## What is asked
Collect every line in the items below that contains the word "jacket", and copy each of those lines in full.

========================

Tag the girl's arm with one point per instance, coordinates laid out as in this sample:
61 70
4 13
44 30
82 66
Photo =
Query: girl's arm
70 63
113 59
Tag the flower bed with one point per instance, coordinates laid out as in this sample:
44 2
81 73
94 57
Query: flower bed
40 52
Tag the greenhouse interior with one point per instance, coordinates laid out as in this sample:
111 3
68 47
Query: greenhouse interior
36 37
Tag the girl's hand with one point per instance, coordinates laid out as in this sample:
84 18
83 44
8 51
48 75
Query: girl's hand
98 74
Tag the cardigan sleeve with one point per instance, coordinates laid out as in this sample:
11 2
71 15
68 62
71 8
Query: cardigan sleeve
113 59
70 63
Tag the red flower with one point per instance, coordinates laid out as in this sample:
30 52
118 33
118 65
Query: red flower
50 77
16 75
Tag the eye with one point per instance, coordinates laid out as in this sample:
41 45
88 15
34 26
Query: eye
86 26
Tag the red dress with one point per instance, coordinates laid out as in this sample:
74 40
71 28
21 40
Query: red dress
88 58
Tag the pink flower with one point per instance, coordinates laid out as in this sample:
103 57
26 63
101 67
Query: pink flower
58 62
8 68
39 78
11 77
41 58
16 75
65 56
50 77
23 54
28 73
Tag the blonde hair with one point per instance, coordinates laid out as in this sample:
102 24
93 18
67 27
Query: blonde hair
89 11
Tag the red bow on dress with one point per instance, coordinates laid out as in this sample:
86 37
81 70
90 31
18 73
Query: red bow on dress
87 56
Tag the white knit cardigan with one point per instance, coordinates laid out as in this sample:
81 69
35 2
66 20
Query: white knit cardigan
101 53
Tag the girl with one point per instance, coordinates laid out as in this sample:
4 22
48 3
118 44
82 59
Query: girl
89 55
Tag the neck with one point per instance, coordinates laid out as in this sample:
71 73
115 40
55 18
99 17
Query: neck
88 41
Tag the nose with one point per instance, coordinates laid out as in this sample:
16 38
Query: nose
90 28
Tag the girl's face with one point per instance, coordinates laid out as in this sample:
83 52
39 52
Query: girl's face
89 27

========================

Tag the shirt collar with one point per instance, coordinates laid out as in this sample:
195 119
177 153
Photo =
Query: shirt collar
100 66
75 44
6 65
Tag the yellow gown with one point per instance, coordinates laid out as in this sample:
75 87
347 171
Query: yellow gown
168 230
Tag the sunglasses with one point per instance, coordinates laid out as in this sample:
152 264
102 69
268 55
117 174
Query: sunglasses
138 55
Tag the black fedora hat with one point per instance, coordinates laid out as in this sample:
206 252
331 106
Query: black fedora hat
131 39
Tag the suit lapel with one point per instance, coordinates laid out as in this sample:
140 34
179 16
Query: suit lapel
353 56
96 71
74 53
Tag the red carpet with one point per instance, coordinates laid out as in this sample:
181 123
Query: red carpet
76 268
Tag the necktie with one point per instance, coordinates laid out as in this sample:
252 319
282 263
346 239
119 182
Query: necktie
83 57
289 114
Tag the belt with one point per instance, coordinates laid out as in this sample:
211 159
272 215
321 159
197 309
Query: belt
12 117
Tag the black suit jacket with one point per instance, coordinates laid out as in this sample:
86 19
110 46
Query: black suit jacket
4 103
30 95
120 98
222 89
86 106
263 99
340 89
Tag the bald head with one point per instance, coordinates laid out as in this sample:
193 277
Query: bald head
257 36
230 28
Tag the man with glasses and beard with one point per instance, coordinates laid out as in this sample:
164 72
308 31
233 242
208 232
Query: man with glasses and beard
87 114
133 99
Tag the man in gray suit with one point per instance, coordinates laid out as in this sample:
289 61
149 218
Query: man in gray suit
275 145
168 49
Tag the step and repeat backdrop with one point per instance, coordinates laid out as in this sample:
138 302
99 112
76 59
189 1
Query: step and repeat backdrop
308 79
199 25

========================

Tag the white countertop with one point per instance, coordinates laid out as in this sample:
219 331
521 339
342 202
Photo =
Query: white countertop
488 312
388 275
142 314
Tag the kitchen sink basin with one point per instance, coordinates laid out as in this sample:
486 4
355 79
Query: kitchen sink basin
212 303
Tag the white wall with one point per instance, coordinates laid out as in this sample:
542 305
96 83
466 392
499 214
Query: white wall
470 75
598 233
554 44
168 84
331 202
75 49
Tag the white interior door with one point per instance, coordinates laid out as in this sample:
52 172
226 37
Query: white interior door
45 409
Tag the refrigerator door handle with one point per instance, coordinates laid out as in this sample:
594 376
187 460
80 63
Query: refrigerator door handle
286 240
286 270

========================

## Result
Tag the black suit jacket with one point per instance, coordinates laid out as in this sample:
Query: black suit jacket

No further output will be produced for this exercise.